* [Text provided]
SAR: But at Gemtech, you did have one wiped can…
Dater: We had one wiped can, it was the Aurora, and it was a nine-millimeter pistol suppressor that was 3-1/4 inches long, and 1-1/8 inches in diameter, and it had wipes in it, and some grease for artificial environment technology. It did an honest 25 decibels reduction on the first shot, and deteriorated from there. It was designed, really, as a 10-to-12-shot suppressor. That’s strictly last ditch effort. It was designed to be in the pilot’s bailout bag on say, a Glock 26, which is a very compact 9mm pistol. The idea was a downed pilot, if he is discovered, can use it at basically a one-to-two-yard range, to take out a sentry, take out the person who has just discovered him, or to take out an enemy combatant, so he can steal his uniform, overcoat and his rifle. Strictly for evasion. It was not intended for backyard shooting or target shooting or anything like that. We also had a 9mm pen gun that looked like a mini-kubaton. It had no projections sticking out the side. It was four inches long, 9/16 inch in diameter, and the first run of 20 used 9x19mm. The subsequent ones use the .380 cartridge, which was probably a little better suited. It was kind of miserable to shoot. You could put it on a keychain, nobody ever spotted what it was. In fact, one of our customers, before 9/11, was going through airport security, and he threw his keys in the tray, and when he threw the keys there, he spotted his LDE-9 pen gun on the key ring. He said he had a real adrenaline issue until he got through the other side, and they handed him the tray and said, “Here’s your pocket contents, sir.” [laughter] Not a product we offer anymore. We probably built about 30 or 40 of the .380s. Our core product has been silencers. That’s what we wanted to concentrate on. When you start producing firearms themselves, then you have the excise tax issues to deal with. The way we legally avoided the 11% excise tax on those pen guns was we just sold them all out on a Form 4 with the $5 transfer tax.
SAR: Under section 4181, that if the Form 4 transfer tax is paid on the first transfer out of a manufacturer or importer, there’s no Federal Excise Tax owed, because the transfer tax is an excise tax and the first payment counts.
Dater: That’s correct. As an “Any Other Weapon,” it qualified for the $5 transfer tax. Of course, we had dealers who were really unhappy about that, because even though they didn’t have to do the fingerprint or sheriff’s signature, they didn’t get transfer approval as quickly.

* [Information given]
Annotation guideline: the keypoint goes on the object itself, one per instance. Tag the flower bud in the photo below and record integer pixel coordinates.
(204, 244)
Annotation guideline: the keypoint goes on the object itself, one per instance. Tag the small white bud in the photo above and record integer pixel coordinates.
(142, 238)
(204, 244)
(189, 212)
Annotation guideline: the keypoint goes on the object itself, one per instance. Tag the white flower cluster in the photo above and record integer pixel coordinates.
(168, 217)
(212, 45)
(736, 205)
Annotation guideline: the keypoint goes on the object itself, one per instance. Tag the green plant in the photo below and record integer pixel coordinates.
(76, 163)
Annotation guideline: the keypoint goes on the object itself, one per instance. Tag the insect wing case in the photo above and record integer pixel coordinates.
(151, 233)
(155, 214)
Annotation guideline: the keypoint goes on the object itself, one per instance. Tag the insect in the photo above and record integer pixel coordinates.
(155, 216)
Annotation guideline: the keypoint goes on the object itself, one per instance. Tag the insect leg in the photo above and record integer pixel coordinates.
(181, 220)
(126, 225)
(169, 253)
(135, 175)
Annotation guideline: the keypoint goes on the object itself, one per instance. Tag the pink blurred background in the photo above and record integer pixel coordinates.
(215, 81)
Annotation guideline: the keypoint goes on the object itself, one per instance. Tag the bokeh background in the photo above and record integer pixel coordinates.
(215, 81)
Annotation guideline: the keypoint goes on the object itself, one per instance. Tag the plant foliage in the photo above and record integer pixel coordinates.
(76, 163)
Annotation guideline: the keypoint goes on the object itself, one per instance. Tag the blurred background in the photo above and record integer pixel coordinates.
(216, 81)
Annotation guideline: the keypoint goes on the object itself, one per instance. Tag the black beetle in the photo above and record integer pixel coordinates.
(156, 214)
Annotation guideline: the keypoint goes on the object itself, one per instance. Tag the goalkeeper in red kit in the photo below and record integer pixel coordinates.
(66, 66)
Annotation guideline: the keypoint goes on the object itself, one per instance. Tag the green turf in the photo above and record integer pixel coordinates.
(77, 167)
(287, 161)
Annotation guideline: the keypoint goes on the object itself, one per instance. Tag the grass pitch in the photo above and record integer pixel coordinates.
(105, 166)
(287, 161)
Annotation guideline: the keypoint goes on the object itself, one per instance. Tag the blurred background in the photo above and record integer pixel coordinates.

* [Exercise set]
- A) In the interview about Gemtech's products, how long and how wide was the Aurora suppressor?
- B) According to the interview about Gemtech's products, why did selling the pen guns on a Form 4 with the $5 transfer tax mean Gemtech owed no 11% excise tax on them?
- C) Carry on the interview about Gemtech's products from the point where it stops.
The lines aren't needed for anything here.

* [Task answers]
- A) It was 3-1/4 inches long and 1-1/8 inches in diameter.

- B) Under section 4181, if the Form 4 transfer tax is paid on the first transfer out of a manufacturer or importer, no Federal Excise Tax is owed. That is because the transfer tax is itself an excise tax, and the first payment counts. Classed as an "Any Other Weapon," the pen gun qualified for the $5 transfer tax.

- C)
SAR: Using the Form 4 front only method of transfer directly from the manufacturer can certainly save some FET money. Phil, In today’s market, there are basically four companies that come to mind as working the major contracts, the military contracts. Knights Armament clearly is the leader in government contracts on suppressors. Gemtech is certainly in there, with Surefire, and Ops Inc. as well. These four suppressor brands are the ones mostly seen overseas in our military’s hands, although there are other shops selling to government agencies.
Dater: I think these are probably the major ones. Surefire’s a relative newcomer to the suppressor field, but they have phenomenal manufacturing and marketing capability and contacts, because of their flashlights. They have a decent product. Don’t forget, however, that there are other manufacturers who have made sales to the government. It’s extremely difficult to get to that Holy Grail of a real “contract.” The true government contract is frequently the death knell for a small company, because of the strings the government puts on everything, to make sure they’re getting their money’s worth. We get primarily large “sales orders” at Gemtech as opposed to “Contracts,” and that suits us just fine. There are contracts, and there are sales orders or purchase orders, and they’re different things, and there are a lot of small companies that have received a purchase order for a production run, a small run. But a genuine military contract, well, the companies that have actually achieved that, or can afford it and handle it when it happens are few and far between. The main one that comes to mind is Knight’s Armament. They’ve been having actual honest to goodness contracts for years. The truth is that if somebody really is working in that field, the government doesn’t really appreciate them talking about it.
SAR: That brings us around to advertising suppressors. The internet has given rise to a new level of suppressor advertising and claims being made, as well as guerilla marketing being done by companies. Are you seeing innovation from some of these companies?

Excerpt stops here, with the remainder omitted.